[EXERCISE REQUIREMENTS]
In the forum thread on the Hensley Arrow hitch, what does the installation manual reportedly say happens when the struts are set up incorrectly?

[DOCUMENT EXTRACT]
Hensley Arrow: How does it REALLY work?

TnAnFLA wrote:
Well Ron, we agree half way on this one. There is clearly no net lateral force applied to the coupler by the struts. However I don't think a rearward force is applied either. You are correct when you state that the struts push aft on the a-frame, but at the same time they are applying an equal forward push on the hitch head. Since the coupler is located on the upper element of the hitch head, mounted between the strut attachment points, the two opposing forces cancel out so there is no net force on the coupler in the longitudinal axis. This allows the coupler to provide two functions only. It acts as a "ball joint" in the vertical plane so the A-frame can pivot up and down on uneven road surfaces (e.g., when coming to the bottom of a sloped driveway) and it provides a point to transfer force from the TV along the longitudinal axis during acceleration and deceleration.

Andy,

Consider the situation where the HA is attached to the TT, but is not attached to the TV. Also assume the WD bars are not attached to the hitch head. If the struts are pushing forward on the hitch head, there also must be an equal force pushing rearward on the hitch head to achieve equilibrium. This rearward force can come only from the A-frame via the ball coupler and ball.

Now assume the TT tires are not chocked and do not offer any rearward rolling resistance. If the struts are pushing rearward on the A-frame, then there must be an equal force pushing forward on the A-frame to achieve equilibrium. This forward force can come only from the hitch head via the ball and ball coupler.

In order to have the struts in compression, in the absence of any external forces on the hitch head or A-frame, you must have the coupler pushing rearward on the ball and the ball pushing forward on the coupler. This will cause the A-frame channels to be in tension.

During towing, the wind and tire drag forces will cause tension in the A-frame channels rearward of the strut attachments. Some of this drag force will be reacted by a decrease of compression in the struts and some of it will be reacted by an increase of tension in the A-frame channels between the strut attachment points and the ball coupler. The amount of drag reacted by struts versus A-frame channels will depend on their relative axial stiffness. The increased tension in the A-frame will increase the rearward force on the ball.

The reason I tend to harp on the struts so much is that Hensley states in the installation manual (and I'm paraphrasing) that if the struts are set up incorrectly, you have reduced or no sway control. I think they are an integral part of how this whole system works.

I believe it is critical to have the struts adjusted so that the longitudinal axis of the TT is in line with the longitudinal axis of the TV when towing straight ahead. This means the HA's rear unit must be perpendicular to the TT's axis.

If the rear unit is not perpendicular to the TT's axis, the TT will still track nearly straight ahead; but the rear unit will be rotated and shifted to one side. If the rear unit is rotated by, say 3 degrees, the "straight ahead" virtual pivot point will only be moved forward about 24" instead of around 47". This means the "steering moment" will not be reduced as much as is should be. Perhaps even more critical is the fact that the VPP would be shifted to the side of the TV's centerline. This means that any forward thrust from the TT also would be able to exert a steering effect on the TV.

And I also think the preload they apply to the hitch head/four bar linkage is an important part of that.

Well, I can agree that compression in the struts will preload the ball and coupler. But, I do not see any way for the strut compression to preload the linkage. Again, consider the HA hanging on the end of the A-frame. If there is nothing to push rearward on the linkage, then there cannot be any forward force either. Perhaps we do need more discussion.

Ron

[Stored items]
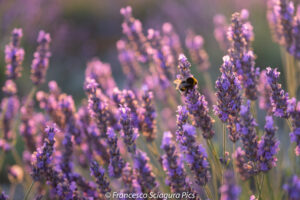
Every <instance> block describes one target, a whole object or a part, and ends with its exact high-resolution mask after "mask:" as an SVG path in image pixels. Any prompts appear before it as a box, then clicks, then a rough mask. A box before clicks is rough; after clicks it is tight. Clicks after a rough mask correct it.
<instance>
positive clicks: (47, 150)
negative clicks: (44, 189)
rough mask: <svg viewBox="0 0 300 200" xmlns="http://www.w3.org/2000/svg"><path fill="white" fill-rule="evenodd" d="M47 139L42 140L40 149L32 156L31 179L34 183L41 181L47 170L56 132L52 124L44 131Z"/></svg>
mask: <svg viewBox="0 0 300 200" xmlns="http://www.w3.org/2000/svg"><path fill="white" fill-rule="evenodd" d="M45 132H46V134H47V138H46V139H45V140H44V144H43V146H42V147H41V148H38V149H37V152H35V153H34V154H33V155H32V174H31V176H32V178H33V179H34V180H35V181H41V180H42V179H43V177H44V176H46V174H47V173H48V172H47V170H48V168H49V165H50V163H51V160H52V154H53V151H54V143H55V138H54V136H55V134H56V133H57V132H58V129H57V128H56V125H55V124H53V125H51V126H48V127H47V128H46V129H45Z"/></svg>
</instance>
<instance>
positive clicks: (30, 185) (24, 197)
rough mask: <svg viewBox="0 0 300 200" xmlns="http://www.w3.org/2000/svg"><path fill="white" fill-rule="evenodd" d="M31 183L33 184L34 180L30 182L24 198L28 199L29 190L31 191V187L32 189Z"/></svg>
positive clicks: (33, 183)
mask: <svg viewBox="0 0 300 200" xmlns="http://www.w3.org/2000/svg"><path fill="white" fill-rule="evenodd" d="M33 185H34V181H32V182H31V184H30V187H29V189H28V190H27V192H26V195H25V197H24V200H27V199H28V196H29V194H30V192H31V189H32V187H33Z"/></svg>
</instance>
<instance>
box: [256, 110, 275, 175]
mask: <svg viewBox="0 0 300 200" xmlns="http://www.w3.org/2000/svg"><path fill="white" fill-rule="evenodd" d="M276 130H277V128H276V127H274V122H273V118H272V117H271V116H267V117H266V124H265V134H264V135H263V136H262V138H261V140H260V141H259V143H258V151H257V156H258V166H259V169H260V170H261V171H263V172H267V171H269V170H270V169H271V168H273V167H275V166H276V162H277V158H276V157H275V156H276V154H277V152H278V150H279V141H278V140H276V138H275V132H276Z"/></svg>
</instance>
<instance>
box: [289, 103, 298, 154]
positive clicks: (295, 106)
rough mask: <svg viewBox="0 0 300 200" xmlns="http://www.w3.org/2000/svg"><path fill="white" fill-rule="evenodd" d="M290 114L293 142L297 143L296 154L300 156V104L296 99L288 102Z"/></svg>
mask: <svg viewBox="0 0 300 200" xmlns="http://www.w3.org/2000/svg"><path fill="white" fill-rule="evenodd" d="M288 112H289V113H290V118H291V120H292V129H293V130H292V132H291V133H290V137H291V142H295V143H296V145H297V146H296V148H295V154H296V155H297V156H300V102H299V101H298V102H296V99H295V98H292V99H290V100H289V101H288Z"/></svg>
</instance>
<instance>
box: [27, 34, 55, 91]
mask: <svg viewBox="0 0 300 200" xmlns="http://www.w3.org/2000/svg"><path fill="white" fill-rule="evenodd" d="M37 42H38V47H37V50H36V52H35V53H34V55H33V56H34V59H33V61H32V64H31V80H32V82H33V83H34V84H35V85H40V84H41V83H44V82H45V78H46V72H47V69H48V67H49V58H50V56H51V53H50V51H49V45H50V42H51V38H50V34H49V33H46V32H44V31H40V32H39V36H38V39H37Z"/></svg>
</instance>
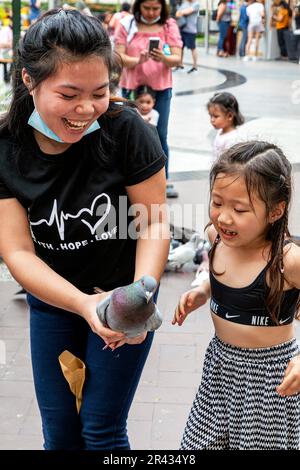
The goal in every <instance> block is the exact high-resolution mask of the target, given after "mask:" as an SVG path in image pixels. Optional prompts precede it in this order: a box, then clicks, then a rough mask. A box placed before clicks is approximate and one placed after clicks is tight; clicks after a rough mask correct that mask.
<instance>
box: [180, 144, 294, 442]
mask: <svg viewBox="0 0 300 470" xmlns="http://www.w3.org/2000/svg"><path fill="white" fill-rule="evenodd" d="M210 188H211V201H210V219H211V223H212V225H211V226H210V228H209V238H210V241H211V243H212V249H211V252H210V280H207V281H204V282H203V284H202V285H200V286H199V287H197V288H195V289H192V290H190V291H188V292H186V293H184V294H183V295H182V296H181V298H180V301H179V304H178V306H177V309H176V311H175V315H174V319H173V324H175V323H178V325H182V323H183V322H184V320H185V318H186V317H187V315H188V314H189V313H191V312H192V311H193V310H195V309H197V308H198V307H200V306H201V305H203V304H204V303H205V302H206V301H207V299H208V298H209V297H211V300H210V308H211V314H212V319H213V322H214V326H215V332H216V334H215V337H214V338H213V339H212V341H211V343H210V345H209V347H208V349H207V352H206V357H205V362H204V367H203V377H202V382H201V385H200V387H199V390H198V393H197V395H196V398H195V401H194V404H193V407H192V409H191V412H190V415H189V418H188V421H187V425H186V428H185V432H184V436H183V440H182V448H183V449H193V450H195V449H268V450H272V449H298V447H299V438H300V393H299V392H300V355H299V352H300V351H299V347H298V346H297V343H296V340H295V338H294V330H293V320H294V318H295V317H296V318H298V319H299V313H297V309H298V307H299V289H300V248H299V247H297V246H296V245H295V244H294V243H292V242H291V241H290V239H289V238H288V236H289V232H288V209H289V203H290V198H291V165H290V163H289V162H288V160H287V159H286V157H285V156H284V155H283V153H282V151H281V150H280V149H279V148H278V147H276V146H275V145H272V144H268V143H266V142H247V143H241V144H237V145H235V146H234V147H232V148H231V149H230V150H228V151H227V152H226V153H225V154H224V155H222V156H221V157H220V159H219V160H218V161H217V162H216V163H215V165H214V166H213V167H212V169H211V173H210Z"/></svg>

[WRITTEN ANSWER]
Sway control is reduced or lost entirely.